Selected passage
=======
A workshop hosted by the RHUL Centre for Continental Philosophy
We have put together this workshop to explore those aspects of the project of philosophy that are often seen as simply the groundwork or condition for the philosophical project itself, namely those processes of translating, editing, compiling, and those of the archive, both its constitution and consultation. This workshop will explore themes of the nature and operation of these processes in the continental tradition, both in terms of how they constitute the territory of philosophical thought, but also the ways in which the specificity of continental philosophy affects the process of translation, and how these projects of translation have affected the philosophical work of the translators themselves.
The workshop brings together a number of internationally recognised researchers to discuss the role of these themes in their own work, both as translators and editors, and as thinkers.
The workshop will take place in Stewart House RM 2/3, Senate House, Central London, on May 19th, 2023.
10am-11.10am Dr. Julia Ng (Goldsmiths): “The ultimate undecidability of all legal problems”: Translating Benjamin’s philosophy of law
11.20am-12.30pm Prof. Daniel Smith (Purdue) and Prof. Charles J. Stivale (Wayne State - attending via zoom): "Texts, Lines and Videotapes: Constructing the Deleuze Seminars"
1.30-2.40pm Prof. Stuart Elden (Warwick): “From the Archive to the Edited Translation: Lefebvre, Foucault, Dumézil”
2.50-4pm Prof. Alan D. Schrift (Grinnell): “The Complete Works of Friedrich Nietzsche: An Editor’s Tale”
4.15-5pm Roundtable discussion
To register for the conference, please use the following link:
Prof. Stuart Elden is Professor of Political Theory and Geography at the University of Warwick. His most recent books are The Early Foucault (2021), and The Archaeology of Foucault (2023), which examine Foucault's largely unknown work of the 1950s, leading up to his first major book History of Madness in 1961, and then his work of the 1960s. The research has been conducted with archives in Paris, Normandy, Switzerland, Germany, Sweden and the United States, and is funded by the British Academy and the Leverhulme Trust. These two books continue the work of his earlier books Foucault’s Last Decade (2016) and Foucault: The Birth of Power (2017). His next major project will be a study of Indo-European thought in twentieth-century France, looking at both French and émigré scholars, with a particular focus on Emile Benveniste, Georges Dumézil, Mircea Eliade and Julia Kristeva.
=======
Exercise tasks
1. Summarize the workshop announcement in two sentences.
2. Reproduce the part of the workshop announcement starting with "The workshop brings" and going on through "May 19th, 2023.".
3. According to the workshop announcement, where and on what date will the workshop be held?

(Labeled-object pointing entries)
=======
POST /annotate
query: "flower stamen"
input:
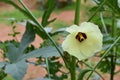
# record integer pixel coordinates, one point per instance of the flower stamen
(81, 36)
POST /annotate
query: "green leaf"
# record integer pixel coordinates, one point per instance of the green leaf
(17, 70)
(28, 37)
(44, 52)
(50, 5)
(13, 53)
(2, 64)
(82, 73)
(43, 79)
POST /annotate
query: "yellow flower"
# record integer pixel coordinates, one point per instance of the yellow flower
(83, 41)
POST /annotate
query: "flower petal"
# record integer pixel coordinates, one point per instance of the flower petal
(88, 47)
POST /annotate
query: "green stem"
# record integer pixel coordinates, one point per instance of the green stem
(40, 27)
(97, 10)
(73, 68)
(77, 12)
(48, 70)
(106, 53)
(112, 51)
(103, 23)
(95, 70)
(76, 21)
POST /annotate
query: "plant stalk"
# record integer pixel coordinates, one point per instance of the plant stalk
(106, 53)
(97, 10)
(40, 27)
(73, 60)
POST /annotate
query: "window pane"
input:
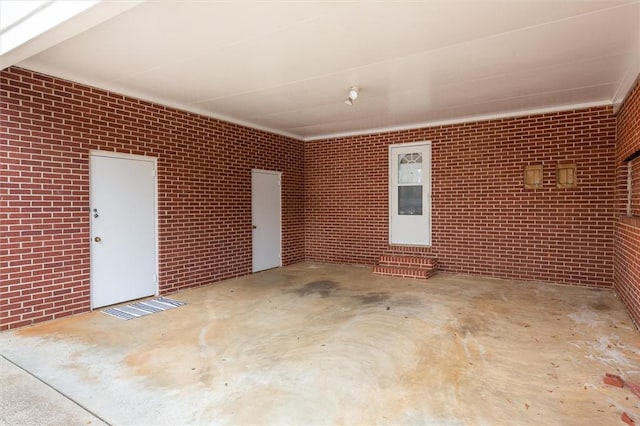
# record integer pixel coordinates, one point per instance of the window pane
(410, 200)
(410, 168)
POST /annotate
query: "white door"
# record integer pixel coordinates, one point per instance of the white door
(265, 212)
(410, 194)
(123, 228)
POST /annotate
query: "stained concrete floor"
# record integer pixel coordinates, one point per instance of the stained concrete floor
(327, 344)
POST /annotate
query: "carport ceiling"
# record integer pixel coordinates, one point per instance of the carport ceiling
(287, 66)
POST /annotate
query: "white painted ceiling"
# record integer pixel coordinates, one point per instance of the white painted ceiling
(287, 66)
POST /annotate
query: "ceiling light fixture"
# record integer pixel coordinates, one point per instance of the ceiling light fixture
(353, 95)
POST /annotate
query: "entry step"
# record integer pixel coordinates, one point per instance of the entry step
(408, 261)
(406, 266)
(395, 271)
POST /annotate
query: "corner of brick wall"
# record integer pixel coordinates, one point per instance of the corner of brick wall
(484, 221)
(47, 128)
(627, 231)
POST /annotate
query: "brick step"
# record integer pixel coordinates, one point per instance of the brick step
(408, 261)
(396, 271)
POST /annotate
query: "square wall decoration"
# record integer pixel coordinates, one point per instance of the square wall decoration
(566, 176)
(533, 177)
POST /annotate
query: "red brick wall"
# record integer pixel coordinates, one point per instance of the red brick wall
(48, 126)
(627, 237)
(484, 221)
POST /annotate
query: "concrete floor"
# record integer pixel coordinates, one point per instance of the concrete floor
(326, 344)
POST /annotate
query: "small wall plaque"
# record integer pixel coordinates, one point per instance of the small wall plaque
(533, 177)
(566, 176)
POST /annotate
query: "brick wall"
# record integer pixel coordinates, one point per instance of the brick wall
(48, 126)
(484, 221)
(627, 235)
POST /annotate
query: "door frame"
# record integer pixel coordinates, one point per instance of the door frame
(427, 187)
(122, 156)
(279, 175)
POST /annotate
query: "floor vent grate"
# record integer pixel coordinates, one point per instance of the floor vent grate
(140, 309)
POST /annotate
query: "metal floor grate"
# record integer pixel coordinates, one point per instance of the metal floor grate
(140, 309)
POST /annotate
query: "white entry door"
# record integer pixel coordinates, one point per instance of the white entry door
(410, 194)
(265, 212)
(123, 228)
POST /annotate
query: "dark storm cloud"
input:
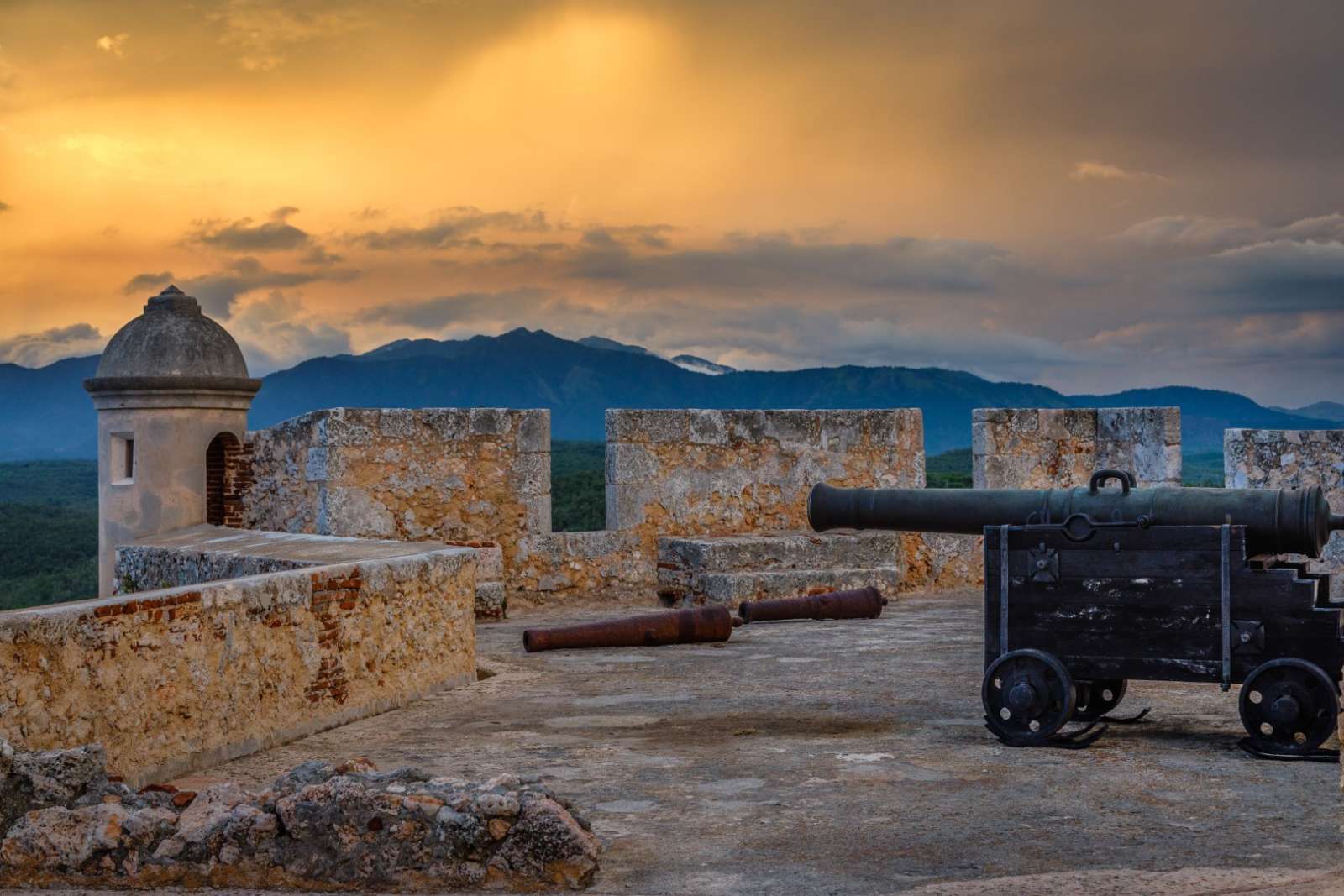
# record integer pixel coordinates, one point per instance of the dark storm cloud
(1281, 275)
(645, 235)
(773, 261)
(454, 228)
(242, 235)
(1260, 76)
(526, 307)
(1203, 233)
(276, 329)
(35, 349)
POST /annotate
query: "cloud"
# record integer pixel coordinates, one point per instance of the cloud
(277, 331)
(143, 282)
(265, 33)
(219, 291)
(454, 228)
(113, 45)
(38, 349)
(1196, 231)
(319, 255)
(276, 234)
(477, 308)
(754, 261)
(1280, 275)
(1085, 170)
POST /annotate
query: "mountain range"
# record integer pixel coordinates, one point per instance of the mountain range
(49, 416)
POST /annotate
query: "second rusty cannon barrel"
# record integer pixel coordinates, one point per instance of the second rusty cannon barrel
(1276, 520)
(696, 625)
(858, 604)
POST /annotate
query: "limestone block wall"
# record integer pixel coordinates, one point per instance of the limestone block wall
(185, 679)
(449, 474)
(609, 562)
(694, 472)
(1062, 448)
(1292, 458)
(206, 553)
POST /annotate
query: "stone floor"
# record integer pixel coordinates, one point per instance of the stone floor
(851, 758)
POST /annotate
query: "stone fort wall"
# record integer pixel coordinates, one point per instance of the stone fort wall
(483, 476)
(1062, 448)
(185, 679)
(448, 474)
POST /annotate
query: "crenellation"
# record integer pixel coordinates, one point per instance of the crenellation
(1062, 448)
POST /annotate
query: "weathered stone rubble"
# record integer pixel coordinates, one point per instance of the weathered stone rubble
(319, 826)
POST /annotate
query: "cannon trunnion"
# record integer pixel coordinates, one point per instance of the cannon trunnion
(1088, 589)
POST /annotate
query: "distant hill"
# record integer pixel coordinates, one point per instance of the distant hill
(1324, 410)
(50, 416)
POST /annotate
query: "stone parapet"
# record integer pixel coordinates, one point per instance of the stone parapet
(448, 474)
(615, 563)
(1062, 448)
(181, 679)
(696, 472)
(212, 553)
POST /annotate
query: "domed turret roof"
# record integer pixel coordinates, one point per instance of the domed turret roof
(172, 342)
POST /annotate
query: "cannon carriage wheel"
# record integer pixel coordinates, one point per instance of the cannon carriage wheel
(1028, 696)
(1095, 699)
(1289, 707)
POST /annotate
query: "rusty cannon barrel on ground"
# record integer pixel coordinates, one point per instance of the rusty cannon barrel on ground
(698, 625)
(1276, 520)
(859, 604)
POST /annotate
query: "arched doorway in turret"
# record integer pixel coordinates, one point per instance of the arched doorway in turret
(225, 479)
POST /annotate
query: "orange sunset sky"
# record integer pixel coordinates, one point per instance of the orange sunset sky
(1092, 196)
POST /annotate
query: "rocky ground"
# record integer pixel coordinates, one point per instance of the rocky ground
(850, 758)
(319, 825)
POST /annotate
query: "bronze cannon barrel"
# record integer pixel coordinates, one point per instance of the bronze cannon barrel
(1276, 520)
(858, 604)
(696, 625)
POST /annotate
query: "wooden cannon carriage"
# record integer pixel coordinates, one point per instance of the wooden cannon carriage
(1088, 589)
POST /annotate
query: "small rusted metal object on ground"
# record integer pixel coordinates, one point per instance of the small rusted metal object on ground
(696, 625)
(859, 604)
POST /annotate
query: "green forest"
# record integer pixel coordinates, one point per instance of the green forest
(49, 532)
(49, 513)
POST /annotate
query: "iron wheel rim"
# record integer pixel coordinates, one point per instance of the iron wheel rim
(1289, 705)
(1028, 696)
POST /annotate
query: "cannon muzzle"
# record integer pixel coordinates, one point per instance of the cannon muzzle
(858, 604)
(696, 625)
(1276, 520)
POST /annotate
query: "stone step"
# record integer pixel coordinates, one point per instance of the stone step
(780, 551)
(734, 587)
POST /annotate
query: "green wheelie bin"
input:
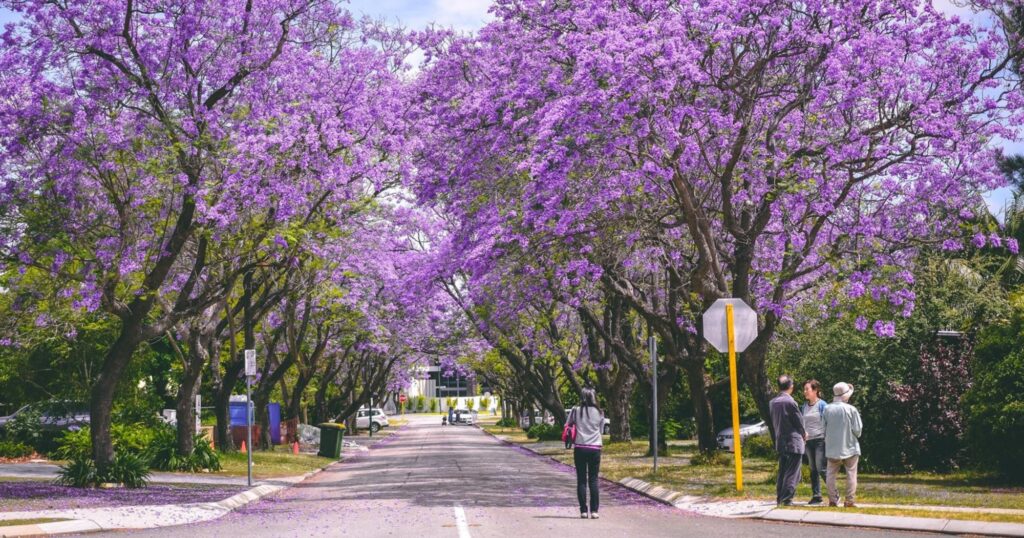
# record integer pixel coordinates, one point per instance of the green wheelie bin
(331, 435)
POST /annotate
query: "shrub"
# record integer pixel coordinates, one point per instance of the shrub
(27, 427)
(129, 469)
(545, 432)
(79, 472)
(994, 405)
(75, 445)
(128, 439)
(759, 447)
(204, 456)
(13, 449)
(163, 453)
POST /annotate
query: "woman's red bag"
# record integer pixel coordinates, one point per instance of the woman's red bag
(568, 432)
=======
Final results
1. The RHUL Centre for Continental Philosophy is hosting a workshop on translating, editing, compiling, and the archive in the continental tradition, with researchers discussing these themes in their work as translators, editors, and thinkers. It will be held at Senate House in Central London on May 19th, 2023, with talks by Julia Ng, Daniel Smith and Charles J. Stivale, Stuart Elden, and Alan D. Schrift, followed by a roundtable discussion.

2.
The workshop brings together a number of internationally recognised researchers to discuss the role of these themes in their own work, both as translators and editors, and as thinkers.
The workshop will take place in Stewart House RM 2/3, Senate House, Central London, on May 19th, 2023.

3. In Stewart House RM 2/3, Senate House, Central London, on May 19th, 2023.